======== Document text
Structurally, fiberglass engineering and technology was evolving and companies like Pearson still had not yet begun effectively using internal framing, so these boats flexed more than later designs. Precision measuring techniques and the proper handling of reinforcing materials were still in their infancy so that resin rich laminate was the norm. The wide spread use of admixtures in resin resulted in a more brittle laminate as well documented in an insurance industry study of boats of that era. 

While there were some lovely boats designed in this era, the Tartan 41 being one that I've always had a fondness for, by and large the boats of the late 1960's through 1970 era were not even close to stellar. Compared to what designers did shortly after this period (your dad included) and what designers are now able to do, boats of that era were truely mediocre designs. 

And more specifically the Pearson 39 was an idiosyncratic design even for that idiosyncratic era. By 1970, most of the design world had given up on the yawl rig for good reasons. The backwards mounted atomic 4 was a PIA to maintain at a time when maintenance was required a lot more frequently than it is today. The wheel mounted between the offset companionway and the cockpit made it inconvenient to pass between one and the other. 

With a PHRF rating typically in the 130's, these boats do not perform well compared to later coastal cruisers of their size. Heck, your dad's Pearson 37 design is 30 seconds a mile faster. The long overhangs and pinched ends robbed these boats of the speed that their comparatively modern foils should have allowed them. 

When it comes to my comments about stability, are you going to try deny that in order to sail anywhere near thier potential, the 39's sail on their ear in even a moderate breeze? 

While you may be cavalier about motion comfort, that still does not make me wrong to point out that relatively speaking these boats really had the kind of poor seakindliness that grind a crew down. 

Which gets back to the heart of the matter, I can understand why you might want to defend your father's work, I would defend my father as well. But honestly, your dad was very capable of producing advanced designs, he understood what it took to make a forgiving boat like the Tartan 27's, or well rounded designs like the Pearson 26, 30, 10M, or even decent cruisers like the Pearson 323, but is particularly for that reason I respectfully suggest that it does not reflect well on him to try to hold this design out as one of his better designs. He could do much better and he usually did. 

In the end, I am glad that you like your boat. That is a good thing. But these discussions are comparative. If you dispassionately compare the Pearson 39 to other boats of that era and of earlier and later eras, I think you would come to similar conclusions to my own.

Respectfully,
Jeff


----------



## bobperry (Apr 29, 2011)

We all love our boats. I think Jeff has the bar set pretty high considering what he sails himself and he has a good grasp of the elements of yacht design. In my opinion. I think Bill Shaw did some nice, conservative boats and some real classics but nothing truly outstanding. I kind of like the old Pearson 35 and I also like the look of the 39. But I would expect their performance to be raher outdated by today's standards. I'd say the same thing about some of my own designs. Time marches and we learn more and more about what makes a boat go. My own favorite Bill Shaw boat was the little MORC yawl TINA. I drooled over that design when I was a kid.
================
======== Supplied data
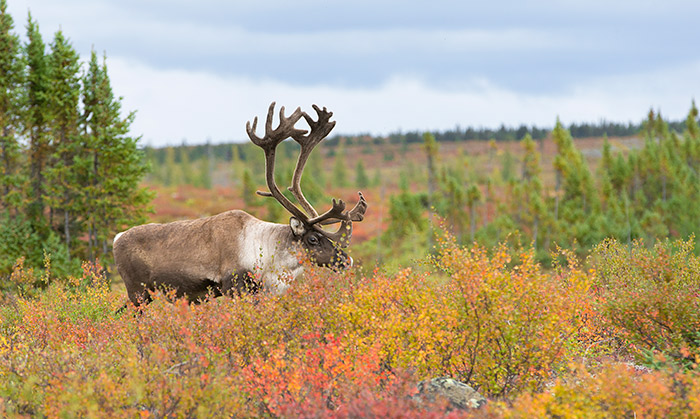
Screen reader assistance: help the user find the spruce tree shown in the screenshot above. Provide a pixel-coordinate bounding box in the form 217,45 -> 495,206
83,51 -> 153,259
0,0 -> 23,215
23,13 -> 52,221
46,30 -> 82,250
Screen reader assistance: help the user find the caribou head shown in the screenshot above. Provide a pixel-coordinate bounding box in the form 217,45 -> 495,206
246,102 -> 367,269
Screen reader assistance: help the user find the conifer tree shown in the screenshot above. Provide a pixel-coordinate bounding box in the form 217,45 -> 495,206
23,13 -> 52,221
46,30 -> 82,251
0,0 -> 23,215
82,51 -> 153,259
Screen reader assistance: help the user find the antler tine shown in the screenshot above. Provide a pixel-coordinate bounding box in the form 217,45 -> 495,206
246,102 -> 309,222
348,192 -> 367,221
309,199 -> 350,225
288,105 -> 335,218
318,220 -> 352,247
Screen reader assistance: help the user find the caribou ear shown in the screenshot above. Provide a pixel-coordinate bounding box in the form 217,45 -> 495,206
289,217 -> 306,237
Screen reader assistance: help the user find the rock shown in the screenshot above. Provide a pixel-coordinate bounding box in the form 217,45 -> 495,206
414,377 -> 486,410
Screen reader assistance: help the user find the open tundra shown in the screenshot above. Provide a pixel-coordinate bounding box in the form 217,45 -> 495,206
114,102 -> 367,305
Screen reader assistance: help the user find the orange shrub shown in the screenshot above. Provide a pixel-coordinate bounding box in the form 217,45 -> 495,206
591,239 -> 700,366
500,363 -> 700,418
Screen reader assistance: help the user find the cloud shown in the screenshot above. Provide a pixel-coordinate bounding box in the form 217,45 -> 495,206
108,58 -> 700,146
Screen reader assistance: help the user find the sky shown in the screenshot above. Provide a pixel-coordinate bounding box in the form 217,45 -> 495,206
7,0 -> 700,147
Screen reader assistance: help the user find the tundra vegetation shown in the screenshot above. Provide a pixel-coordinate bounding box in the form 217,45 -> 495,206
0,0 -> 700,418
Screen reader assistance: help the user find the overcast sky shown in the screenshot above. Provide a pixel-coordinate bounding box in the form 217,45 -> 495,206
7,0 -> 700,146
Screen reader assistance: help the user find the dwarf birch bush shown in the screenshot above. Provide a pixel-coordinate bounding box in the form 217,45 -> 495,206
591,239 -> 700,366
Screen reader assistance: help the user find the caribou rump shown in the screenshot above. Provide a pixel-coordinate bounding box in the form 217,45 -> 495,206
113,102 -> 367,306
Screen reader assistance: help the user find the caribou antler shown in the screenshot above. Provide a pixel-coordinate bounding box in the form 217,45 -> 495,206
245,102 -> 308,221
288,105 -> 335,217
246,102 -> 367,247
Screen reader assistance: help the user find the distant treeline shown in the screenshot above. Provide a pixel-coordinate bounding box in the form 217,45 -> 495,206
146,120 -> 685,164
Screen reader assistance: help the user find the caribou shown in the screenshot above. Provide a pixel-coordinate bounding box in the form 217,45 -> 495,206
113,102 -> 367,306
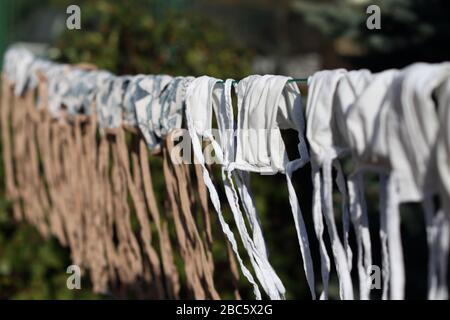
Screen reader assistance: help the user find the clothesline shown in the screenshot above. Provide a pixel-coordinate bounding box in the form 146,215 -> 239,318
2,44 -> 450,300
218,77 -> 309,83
================
**Required tasks:**
(A) Reproduce the passage of the forum discussion on the Pearson 39 from "Which gets back" up to and including "he usually did.".
(B) Recast the rows from the line with "Screen reader assistance: help the user find the caribou head" up to and including the line with "108,58 -> 700,146" as a Markdown table, leaving out blank lines. Use two columns, No. for the row number and Line for the line itself.
The forum text and the rows have no connection to each other.

**Task solutions:**
(A)
Which gets back to the heart of the matter, I can understand why you might want to defend your father's work, I would defend my father as well. But honestly, your dad was very capable of producing advanced designs, he understood what it took to make a forgiving boat like the Tartan 27's, or well rounded designs like the Pearson 26, 30, 10M, or even decent cruisers like the Pearson 323, but is particularly for that reason I respectfully suggest that it does not reflect well on him to try to hold this design out as one of his better designs. He could do much better and he usually did.

(B)
| No. | Line |
|---|---|
| 1 | Screen reader assistance: help the user find the caribou head shown in the screenshot above. Provide a pixel-coordinate bounding box in the form 217,45 -> 495,206 |
| 2 | 246,102 -> 367,269 |
| 3 | Screen reader assistance: help the user find the conifer tree shown in the screenshot above. Provide a pixel-coordinate bounding box in the form 217,45 -> 495,206 |
| 4 | 23,13 -> 52,221 |
| 5 | 46,30 -> 82,251 |
| 6 | 0,0 -> 23,215 |
| 7 | 82,51 -> 153,259 |
| 8 | Screen reader assistance: help the user find the antler tine shown in the screenshot above. Provide a pixel-coordinate bounding box in the form 217,45 -> 495,206 |
| 9 | 246,102 -> 309,222 |
| 10 | 348,192 -> 367,221 |
| 11 | 309,199 -> 350,225 |
| 12 | 288,105 -> 335,218 |
| 13 | 318,220 -> 352,247 |
| 14 | Screen reader assistance: help the user find the caribou ear shown in the screenshot above. Provide a pixel-coordinate bounding box in the form 217,45 -> 495,206 |
| 15 | 289,217 -> 306,237 |
| 16 | Screen reader assistance: help the user find the rock shown in the screenshot above. Provide a pixel-coordinate bounding box in the form 217,45 -> 495,206 |
| 17 | 414,377 -> 486,410 |
| 18 | Screen reader assistance: help the user find the open tundra shown in the screenshot above. Provide a pixel-coordinate bounding box in the form 217,45 -> 495,206 |
| 19 | 114,102 -> 367,305 |
| 20 | Screen reader assistance: help the user find the orange shrub shown in the screenshot above. Provide a pixel-coordinate bounding box in the form 217,45 -> 495,206 |
| 21 | 591,239 -> 700,366 |
| 22 | 500,363 -> 700,418 |
| 23 | Screen reader assistance: help the user find the cloud shown in the screenshot above. Provide a pixel-coordinate bounding box in the form 217,45 -> 495,206 |
| 24 | 108,58 -> 700,146 |